§ WORKING DATA

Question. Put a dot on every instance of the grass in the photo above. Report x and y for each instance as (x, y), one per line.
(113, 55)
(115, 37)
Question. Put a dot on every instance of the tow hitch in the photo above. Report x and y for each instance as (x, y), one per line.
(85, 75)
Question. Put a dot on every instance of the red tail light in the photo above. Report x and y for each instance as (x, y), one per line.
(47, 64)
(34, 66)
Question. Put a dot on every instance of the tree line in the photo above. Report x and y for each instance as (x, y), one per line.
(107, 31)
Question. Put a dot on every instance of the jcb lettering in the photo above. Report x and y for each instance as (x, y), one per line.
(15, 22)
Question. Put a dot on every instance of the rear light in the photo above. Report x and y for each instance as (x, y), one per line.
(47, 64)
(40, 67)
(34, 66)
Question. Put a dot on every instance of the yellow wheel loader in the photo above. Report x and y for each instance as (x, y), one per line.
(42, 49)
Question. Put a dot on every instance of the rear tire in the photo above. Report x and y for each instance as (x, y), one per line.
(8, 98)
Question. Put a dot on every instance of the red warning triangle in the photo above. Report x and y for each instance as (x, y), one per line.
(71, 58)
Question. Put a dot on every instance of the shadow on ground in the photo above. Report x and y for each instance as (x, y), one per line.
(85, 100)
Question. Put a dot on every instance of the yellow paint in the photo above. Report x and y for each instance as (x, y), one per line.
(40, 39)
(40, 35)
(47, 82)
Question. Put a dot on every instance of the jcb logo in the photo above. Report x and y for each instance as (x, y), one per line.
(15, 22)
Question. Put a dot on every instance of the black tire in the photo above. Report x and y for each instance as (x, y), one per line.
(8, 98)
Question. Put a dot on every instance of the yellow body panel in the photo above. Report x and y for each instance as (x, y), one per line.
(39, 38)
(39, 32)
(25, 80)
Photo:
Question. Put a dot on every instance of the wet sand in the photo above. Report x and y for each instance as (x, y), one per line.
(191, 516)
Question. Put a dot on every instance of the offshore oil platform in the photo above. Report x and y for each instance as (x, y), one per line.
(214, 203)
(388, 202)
...
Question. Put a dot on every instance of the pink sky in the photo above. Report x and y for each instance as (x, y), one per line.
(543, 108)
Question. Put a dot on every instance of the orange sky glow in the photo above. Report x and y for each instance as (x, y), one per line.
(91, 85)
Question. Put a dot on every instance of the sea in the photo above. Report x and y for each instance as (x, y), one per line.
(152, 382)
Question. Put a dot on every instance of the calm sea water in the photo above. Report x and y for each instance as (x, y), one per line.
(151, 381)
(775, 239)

§ WORK TO BE COMPLETED
Please pull out every line in the records above that contains the word "tire", copying each line in full.

§ SOLUTION FOR THIS EXERCISE
Question. Put a dot on every instance of the rear tire in the photo above. Report x and y for each instance as (x, y), one per line.
Question. Put a dot on every instance of the black tire in the photo above. Report x and y for each instance as (x, y), one per line.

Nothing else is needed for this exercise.